Extracted data -
......

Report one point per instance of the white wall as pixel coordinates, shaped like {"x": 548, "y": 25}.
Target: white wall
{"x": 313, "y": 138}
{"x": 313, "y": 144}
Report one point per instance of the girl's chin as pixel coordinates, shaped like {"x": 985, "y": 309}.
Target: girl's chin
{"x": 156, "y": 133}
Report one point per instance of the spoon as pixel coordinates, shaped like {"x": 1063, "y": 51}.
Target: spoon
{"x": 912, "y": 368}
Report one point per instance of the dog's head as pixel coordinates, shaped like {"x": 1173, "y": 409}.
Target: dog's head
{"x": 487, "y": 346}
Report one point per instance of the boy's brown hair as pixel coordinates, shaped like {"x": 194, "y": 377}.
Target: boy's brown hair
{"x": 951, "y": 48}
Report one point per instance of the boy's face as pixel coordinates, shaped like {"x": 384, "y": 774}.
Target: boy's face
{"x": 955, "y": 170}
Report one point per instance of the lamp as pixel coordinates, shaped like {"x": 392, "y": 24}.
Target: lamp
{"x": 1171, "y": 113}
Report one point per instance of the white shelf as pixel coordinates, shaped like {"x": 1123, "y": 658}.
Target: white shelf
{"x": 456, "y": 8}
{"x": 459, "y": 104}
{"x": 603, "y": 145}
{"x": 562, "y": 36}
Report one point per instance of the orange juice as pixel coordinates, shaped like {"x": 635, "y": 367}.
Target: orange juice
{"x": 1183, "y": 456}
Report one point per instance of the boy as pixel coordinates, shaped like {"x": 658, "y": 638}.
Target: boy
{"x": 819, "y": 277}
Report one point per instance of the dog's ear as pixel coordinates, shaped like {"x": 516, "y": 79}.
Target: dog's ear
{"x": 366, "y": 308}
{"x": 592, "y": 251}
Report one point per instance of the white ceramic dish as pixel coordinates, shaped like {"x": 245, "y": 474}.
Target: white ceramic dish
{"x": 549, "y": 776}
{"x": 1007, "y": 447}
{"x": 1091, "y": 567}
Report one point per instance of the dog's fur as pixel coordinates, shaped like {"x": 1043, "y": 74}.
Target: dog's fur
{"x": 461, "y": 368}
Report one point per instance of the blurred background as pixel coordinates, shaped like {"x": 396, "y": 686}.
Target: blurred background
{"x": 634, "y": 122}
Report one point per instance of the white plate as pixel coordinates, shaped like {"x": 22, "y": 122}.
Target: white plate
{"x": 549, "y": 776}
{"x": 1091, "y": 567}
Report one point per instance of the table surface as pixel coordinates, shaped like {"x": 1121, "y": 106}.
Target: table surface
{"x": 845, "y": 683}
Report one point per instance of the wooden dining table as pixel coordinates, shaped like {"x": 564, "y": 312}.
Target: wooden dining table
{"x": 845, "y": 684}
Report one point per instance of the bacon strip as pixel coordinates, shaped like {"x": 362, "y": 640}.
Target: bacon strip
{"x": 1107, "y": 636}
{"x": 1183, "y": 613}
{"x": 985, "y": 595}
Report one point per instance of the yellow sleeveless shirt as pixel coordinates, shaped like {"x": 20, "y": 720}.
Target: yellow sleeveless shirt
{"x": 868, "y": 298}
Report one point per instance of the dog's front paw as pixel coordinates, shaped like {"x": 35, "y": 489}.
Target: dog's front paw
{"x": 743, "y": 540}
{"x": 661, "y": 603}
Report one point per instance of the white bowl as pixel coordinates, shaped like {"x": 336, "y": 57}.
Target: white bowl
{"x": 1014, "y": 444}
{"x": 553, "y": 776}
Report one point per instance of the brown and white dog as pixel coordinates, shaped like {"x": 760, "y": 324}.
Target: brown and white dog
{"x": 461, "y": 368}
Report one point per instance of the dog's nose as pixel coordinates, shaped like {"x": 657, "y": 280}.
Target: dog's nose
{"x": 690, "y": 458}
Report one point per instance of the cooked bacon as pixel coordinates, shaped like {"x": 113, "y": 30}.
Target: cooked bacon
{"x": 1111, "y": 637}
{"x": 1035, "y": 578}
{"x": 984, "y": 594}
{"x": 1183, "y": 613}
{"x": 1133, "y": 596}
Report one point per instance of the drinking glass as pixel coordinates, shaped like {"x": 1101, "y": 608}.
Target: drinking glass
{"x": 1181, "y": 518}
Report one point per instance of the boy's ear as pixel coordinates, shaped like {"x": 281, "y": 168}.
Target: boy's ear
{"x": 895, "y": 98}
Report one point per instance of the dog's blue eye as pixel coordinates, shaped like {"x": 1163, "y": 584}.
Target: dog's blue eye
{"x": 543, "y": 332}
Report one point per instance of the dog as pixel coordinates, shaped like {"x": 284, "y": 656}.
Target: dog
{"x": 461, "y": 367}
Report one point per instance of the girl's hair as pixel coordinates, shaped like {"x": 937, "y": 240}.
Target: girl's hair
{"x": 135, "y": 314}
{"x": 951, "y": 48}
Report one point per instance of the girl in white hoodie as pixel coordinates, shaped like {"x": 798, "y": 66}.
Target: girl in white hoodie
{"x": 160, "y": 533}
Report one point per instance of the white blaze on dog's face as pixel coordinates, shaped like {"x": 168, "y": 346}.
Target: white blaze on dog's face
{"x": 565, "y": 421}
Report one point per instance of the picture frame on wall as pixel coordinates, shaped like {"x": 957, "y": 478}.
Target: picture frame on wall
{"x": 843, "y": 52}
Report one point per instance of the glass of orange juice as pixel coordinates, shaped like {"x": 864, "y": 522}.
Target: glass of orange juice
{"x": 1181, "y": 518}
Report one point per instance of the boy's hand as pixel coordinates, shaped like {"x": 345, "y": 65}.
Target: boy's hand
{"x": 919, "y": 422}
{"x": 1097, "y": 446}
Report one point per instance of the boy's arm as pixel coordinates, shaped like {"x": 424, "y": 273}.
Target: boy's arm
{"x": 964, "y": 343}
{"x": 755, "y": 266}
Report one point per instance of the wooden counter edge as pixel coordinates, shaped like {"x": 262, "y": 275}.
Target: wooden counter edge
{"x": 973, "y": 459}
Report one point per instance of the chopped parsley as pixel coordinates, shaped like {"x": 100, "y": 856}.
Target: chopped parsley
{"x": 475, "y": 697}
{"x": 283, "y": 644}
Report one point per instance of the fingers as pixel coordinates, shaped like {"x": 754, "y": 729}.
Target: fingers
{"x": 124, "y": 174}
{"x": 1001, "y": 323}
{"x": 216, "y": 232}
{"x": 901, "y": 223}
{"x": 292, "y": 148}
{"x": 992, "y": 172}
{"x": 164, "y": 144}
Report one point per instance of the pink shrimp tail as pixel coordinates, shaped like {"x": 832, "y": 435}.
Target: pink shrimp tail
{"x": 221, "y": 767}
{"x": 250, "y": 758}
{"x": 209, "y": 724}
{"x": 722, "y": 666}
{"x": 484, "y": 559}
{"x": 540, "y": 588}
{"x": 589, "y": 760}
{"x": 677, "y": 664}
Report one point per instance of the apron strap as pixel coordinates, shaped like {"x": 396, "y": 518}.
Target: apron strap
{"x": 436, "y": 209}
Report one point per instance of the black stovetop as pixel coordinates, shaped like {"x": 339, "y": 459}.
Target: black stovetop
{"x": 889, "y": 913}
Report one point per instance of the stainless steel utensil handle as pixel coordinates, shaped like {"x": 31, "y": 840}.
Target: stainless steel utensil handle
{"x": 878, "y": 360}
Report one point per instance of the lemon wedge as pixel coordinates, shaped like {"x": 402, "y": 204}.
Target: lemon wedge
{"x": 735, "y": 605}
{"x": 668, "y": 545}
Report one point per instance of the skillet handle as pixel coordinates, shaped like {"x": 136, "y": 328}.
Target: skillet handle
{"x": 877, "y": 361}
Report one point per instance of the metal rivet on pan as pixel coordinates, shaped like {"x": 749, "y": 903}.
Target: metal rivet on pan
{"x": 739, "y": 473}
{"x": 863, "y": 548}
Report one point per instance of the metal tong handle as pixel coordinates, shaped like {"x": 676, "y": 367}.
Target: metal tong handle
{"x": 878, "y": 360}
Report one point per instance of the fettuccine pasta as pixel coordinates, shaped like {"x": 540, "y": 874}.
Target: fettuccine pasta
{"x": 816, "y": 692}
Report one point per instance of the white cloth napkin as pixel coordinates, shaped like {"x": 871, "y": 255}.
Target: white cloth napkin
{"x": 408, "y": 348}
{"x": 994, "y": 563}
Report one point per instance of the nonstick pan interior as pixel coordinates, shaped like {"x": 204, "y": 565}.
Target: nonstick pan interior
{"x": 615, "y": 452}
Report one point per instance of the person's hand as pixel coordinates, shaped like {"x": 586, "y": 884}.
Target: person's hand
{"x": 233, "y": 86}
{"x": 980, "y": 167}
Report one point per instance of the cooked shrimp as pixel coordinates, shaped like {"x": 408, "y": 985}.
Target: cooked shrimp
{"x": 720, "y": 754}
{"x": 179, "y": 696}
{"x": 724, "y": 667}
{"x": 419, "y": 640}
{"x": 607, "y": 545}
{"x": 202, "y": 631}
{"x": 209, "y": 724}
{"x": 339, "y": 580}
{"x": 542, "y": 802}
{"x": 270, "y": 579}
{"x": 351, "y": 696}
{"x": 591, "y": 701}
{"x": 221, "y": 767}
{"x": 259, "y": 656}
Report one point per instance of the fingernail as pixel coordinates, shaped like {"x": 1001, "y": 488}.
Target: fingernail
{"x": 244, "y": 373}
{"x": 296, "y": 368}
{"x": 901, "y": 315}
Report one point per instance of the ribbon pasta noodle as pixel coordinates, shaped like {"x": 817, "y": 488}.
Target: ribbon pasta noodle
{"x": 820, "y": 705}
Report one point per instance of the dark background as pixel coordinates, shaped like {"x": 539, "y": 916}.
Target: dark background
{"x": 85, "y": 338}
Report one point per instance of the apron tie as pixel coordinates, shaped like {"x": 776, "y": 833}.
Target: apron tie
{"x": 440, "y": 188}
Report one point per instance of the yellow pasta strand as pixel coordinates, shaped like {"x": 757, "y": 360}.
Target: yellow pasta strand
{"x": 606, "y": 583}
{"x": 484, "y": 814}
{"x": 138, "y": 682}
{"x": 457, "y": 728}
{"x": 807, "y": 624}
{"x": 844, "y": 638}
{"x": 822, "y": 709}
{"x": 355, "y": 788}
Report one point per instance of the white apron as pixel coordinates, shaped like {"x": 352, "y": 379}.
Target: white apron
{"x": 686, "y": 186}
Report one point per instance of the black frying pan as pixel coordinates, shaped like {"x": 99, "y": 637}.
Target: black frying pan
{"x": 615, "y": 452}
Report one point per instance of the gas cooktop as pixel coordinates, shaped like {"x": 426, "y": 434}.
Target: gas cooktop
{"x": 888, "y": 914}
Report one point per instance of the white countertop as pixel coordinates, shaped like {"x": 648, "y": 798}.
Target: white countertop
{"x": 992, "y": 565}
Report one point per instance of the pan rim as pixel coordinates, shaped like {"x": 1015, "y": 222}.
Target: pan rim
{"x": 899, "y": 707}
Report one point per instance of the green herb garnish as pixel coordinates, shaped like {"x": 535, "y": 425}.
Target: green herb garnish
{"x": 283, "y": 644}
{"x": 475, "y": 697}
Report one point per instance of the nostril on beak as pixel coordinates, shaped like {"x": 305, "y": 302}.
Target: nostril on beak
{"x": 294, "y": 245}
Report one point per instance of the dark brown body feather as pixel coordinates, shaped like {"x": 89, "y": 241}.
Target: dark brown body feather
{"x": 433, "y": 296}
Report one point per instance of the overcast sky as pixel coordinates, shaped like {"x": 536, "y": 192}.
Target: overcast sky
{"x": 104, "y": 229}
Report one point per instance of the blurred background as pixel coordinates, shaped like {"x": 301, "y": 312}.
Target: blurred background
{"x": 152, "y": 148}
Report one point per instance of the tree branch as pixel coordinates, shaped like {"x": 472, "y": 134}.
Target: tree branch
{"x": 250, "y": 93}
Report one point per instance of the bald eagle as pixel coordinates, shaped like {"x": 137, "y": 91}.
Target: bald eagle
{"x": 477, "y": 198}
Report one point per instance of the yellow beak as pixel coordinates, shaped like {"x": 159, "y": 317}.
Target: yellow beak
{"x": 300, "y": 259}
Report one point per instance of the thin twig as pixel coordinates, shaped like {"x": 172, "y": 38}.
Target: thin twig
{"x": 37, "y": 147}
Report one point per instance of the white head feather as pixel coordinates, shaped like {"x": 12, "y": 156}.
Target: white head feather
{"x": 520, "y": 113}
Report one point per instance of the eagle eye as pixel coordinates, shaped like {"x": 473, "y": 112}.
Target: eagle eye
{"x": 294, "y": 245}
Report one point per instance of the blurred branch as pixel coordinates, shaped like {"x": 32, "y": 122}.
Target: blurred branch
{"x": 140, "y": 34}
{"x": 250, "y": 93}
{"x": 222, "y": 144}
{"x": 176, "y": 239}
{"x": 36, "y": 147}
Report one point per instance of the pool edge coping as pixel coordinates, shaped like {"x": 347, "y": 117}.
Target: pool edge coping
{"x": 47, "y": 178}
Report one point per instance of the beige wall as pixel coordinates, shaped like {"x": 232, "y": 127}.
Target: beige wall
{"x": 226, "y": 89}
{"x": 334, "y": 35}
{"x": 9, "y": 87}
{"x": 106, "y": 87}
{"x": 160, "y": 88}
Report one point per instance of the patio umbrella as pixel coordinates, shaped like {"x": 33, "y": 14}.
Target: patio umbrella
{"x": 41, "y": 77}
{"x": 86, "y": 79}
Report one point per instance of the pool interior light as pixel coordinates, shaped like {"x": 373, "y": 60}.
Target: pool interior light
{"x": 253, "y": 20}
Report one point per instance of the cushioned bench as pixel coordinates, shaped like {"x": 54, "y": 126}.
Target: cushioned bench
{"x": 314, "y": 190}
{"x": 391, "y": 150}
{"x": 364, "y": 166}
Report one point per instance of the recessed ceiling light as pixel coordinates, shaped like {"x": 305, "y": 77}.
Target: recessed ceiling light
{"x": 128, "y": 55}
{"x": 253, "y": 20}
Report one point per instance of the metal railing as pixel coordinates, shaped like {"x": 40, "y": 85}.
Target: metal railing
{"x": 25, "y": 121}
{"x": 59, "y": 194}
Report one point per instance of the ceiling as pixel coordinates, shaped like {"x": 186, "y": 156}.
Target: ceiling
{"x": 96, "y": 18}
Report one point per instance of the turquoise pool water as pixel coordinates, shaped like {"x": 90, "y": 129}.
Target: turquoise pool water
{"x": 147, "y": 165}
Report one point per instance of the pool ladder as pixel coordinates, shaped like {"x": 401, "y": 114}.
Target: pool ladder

......

What you are asked to do - Extract the lines of the data above from the one containing "Report one point per instance of the ceiling" through the last line of the data, inclusive, and copy them verbatim.

Answer to this task -
Report one point per instance of the ceiling as pixel coordinates, shaped like {"x": 186, "y": 156}.
Target: ceiling
{"x": 96, "y": 18}
Report one point per instance of the turquoise pool water as pixel coordinates, shaped like {"x": 90, "y": 129}.
Target: turquoise pool water
{"x": 147, "y": 165}
Report one point per instance of the pool ladder as pixel coordinates, shaped like {"x": 401, "y": 114}.
Target: pool ladder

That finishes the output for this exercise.